**Texte d'étude:**
-=-=-
Les GAFA manifestent depuis longtemps des appétits pour les fonctions régaliennes de l’État : on n’a qu’à penser à la fonctionnalité Safety Check de Facebook, mise en place en 2014, qui permet aux usager.e.s de signaler qu’ils sont en sécurité après une catastrophe naturelle ou un attentat terroriste. Les géants du numérique travaillent depuis des années à superposer la technologie - mais surtout leurs monopoles – aux infrastructures de base de la société.
Ces démarches témoignent donc à la fois d’appétits économiques et d’ambitions politiques. Pour ne prendre qu’un exemple dans le domaine de la santé, pensons à l’intérêt que représentent ces masses de données accumulées par l’intermédiaire de nos téléphones et d’autres objets connectés pour les compagnies d’assurance. Plus on en connaît sur les déplacements, activités et rencontres des individus, plus on développe la capacité de mesurer le degré de risque que ces personnes représentent, voire même de les inciter par toutes sortes de mesures à adopter les comportements les plus « judicieux ». Certaines polices d’assurance monitorent la conduite automobile de ses clients en échange d’une réduction de prime ; aux États-Unis, porter un fitness tracker (moniteur d’activité physique) peut valoir des ristournes sur son assurance-santé. Si la crise sanitaire actuelle favorise la remontée des idées d’intervention de l’État dans l’économie et de la nécessité d’un filet social fort, il faut garder à l’esprit que la logique assurantielle sur laquelle s’est appuyée l’État providence peut très bien être mise en application par des entreprises privées, qui la réinterprètent dans leur propre intérêt.
-=-=-
**Objectif:** D'après le texte sur les GAFA, que peut valoir aux États-Unis le port d'un moniteur d'activité physique ?
-=-=-
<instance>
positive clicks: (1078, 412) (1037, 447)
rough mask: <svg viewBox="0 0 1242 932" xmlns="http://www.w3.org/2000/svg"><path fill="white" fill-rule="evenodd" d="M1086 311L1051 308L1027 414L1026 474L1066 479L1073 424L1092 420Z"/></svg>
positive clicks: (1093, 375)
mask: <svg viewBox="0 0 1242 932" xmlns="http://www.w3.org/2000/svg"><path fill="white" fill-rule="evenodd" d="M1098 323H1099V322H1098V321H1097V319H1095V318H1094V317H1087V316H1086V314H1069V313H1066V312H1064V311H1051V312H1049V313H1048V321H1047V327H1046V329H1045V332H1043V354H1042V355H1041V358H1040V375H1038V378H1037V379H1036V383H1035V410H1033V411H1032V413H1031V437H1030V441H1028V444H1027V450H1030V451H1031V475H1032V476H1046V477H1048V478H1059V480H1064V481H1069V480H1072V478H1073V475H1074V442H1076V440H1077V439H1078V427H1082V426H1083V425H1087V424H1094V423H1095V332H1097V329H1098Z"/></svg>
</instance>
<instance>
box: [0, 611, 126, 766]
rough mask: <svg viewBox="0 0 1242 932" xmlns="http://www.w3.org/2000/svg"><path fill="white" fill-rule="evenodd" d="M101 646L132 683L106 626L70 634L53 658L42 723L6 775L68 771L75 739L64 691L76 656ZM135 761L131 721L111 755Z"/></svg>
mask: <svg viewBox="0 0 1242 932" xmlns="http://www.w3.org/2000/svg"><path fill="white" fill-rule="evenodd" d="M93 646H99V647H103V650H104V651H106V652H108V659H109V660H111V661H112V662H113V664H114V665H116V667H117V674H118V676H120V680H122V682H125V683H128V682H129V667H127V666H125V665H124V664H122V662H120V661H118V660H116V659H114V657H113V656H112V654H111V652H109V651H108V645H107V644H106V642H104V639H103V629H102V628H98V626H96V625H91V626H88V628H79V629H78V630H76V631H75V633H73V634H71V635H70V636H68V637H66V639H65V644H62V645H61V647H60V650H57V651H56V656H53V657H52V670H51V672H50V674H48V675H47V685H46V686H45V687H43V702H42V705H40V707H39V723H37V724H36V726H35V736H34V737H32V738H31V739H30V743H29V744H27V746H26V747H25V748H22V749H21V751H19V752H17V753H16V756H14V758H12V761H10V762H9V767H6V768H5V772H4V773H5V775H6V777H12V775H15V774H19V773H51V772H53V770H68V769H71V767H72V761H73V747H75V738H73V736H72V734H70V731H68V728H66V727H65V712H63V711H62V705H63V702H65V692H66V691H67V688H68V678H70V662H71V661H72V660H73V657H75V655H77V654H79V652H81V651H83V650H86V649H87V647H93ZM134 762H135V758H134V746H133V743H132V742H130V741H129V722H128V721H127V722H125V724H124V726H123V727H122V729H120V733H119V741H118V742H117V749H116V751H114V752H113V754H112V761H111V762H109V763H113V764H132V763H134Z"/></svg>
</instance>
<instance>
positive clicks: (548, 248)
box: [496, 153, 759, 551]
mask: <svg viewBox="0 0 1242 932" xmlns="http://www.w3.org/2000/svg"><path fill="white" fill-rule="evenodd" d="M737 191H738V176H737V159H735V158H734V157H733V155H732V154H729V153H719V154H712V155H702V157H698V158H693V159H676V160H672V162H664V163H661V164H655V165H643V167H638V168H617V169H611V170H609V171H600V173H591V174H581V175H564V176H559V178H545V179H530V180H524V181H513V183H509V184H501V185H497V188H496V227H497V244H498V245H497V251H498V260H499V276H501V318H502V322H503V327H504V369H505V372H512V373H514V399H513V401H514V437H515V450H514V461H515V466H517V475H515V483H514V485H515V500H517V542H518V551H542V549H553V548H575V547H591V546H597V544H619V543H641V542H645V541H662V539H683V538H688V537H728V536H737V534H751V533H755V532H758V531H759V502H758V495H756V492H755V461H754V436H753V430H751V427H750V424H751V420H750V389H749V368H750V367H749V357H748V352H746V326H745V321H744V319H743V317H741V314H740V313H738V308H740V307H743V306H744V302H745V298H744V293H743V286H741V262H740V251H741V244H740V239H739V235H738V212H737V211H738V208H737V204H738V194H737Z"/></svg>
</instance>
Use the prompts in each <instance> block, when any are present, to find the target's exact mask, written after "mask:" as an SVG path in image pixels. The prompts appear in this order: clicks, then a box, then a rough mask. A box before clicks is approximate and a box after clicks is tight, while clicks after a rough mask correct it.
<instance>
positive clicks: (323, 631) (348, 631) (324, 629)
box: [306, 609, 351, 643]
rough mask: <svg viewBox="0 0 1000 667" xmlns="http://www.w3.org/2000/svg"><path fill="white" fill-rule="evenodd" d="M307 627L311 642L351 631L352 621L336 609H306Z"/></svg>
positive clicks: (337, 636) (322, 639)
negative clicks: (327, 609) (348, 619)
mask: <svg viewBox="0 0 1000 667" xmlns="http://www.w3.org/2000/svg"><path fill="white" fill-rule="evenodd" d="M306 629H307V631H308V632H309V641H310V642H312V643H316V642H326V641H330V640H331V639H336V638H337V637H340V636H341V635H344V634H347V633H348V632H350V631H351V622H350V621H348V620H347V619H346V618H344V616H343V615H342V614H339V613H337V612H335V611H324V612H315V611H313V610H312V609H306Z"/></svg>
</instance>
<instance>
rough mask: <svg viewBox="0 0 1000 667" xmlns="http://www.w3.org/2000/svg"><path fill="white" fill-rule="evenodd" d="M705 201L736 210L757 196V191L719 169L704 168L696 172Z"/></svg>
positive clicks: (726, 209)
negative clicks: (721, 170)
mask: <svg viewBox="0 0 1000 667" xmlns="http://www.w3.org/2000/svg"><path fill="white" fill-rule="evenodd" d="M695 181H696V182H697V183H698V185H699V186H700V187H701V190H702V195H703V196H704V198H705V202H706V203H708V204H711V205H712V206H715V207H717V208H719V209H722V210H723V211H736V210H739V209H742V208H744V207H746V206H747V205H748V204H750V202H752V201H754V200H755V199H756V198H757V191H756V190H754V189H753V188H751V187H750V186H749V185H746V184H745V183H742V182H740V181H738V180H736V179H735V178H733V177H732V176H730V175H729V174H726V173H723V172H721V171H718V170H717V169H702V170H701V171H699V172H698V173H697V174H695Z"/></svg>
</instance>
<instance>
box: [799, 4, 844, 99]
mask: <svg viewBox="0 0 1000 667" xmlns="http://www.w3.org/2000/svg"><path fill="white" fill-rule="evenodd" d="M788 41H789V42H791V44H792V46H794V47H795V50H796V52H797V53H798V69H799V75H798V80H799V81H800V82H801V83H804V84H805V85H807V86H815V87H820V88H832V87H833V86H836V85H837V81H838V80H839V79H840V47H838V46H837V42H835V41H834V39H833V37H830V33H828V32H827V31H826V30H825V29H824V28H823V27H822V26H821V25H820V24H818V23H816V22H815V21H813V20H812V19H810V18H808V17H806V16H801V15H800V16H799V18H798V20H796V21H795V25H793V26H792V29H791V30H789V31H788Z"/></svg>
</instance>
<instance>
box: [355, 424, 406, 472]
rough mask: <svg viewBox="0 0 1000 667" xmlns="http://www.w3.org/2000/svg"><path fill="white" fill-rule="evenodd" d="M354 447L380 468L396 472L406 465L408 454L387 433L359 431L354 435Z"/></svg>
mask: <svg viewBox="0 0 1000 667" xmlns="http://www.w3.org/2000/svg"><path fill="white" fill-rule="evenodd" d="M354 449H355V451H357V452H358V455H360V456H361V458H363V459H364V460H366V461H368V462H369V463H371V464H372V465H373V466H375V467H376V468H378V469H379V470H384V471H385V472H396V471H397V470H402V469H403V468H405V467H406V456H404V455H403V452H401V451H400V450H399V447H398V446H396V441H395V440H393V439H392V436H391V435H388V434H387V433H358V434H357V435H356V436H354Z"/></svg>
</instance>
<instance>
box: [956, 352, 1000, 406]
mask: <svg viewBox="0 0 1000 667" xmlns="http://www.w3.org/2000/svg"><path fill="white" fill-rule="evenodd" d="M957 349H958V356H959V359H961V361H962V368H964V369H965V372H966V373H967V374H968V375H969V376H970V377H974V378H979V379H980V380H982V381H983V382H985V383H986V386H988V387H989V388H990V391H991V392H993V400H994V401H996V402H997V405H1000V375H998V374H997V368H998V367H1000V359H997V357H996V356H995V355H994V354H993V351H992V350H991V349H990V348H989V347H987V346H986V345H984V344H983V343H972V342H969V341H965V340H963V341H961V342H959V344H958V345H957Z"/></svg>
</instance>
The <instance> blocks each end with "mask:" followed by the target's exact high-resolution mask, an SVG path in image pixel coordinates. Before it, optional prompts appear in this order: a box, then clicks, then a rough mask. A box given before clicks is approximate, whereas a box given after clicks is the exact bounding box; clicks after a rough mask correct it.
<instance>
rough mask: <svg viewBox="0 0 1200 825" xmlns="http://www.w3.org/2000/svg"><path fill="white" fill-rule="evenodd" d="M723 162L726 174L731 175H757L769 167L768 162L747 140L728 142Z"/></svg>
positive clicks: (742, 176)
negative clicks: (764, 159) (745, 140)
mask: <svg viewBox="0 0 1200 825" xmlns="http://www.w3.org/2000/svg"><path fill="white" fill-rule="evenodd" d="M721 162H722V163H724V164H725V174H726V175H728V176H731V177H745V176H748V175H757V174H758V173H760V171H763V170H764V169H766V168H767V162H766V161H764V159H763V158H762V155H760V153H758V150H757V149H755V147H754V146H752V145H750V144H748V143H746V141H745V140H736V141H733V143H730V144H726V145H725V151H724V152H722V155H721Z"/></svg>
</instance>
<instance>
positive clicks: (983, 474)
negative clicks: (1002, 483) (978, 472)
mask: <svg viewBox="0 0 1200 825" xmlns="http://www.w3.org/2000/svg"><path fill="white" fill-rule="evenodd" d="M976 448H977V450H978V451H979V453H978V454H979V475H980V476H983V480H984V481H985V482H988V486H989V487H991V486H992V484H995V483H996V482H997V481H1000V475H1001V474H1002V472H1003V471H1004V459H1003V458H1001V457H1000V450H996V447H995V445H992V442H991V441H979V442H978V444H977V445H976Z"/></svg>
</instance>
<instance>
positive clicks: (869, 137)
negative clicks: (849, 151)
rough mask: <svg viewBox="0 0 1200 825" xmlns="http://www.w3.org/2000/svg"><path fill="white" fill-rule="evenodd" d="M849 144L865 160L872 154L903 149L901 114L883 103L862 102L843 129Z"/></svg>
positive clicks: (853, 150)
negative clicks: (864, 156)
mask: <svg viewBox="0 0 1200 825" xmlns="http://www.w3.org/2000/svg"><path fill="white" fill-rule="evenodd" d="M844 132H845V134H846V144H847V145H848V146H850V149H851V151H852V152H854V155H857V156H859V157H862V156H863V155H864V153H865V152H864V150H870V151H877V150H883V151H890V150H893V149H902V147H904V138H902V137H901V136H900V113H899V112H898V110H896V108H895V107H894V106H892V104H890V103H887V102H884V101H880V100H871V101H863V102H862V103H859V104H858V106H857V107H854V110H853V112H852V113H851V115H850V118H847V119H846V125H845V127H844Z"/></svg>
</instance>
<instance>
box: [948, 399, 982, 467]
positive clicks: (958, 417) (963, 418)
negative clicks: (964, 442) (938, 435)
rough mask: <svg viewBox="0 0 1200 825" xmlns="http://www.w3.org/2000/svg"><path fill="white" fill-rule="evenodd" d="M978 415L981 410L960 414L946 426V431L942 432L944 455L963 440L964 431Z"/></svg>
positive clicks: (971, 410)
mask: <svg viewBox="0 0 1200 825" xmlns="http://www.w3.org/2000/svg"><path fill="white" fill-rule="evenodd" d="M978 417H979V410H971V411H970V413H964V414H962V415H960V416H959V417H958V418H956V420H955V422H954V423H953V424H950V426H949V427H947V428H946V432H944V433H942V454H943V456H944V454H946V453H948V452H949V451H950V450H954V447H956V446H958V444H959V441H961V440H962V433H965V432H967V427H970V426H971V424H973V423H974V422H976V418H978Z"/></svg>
-=-=-
**Zone de réponse:** Des ristournes sur son assurance-santé.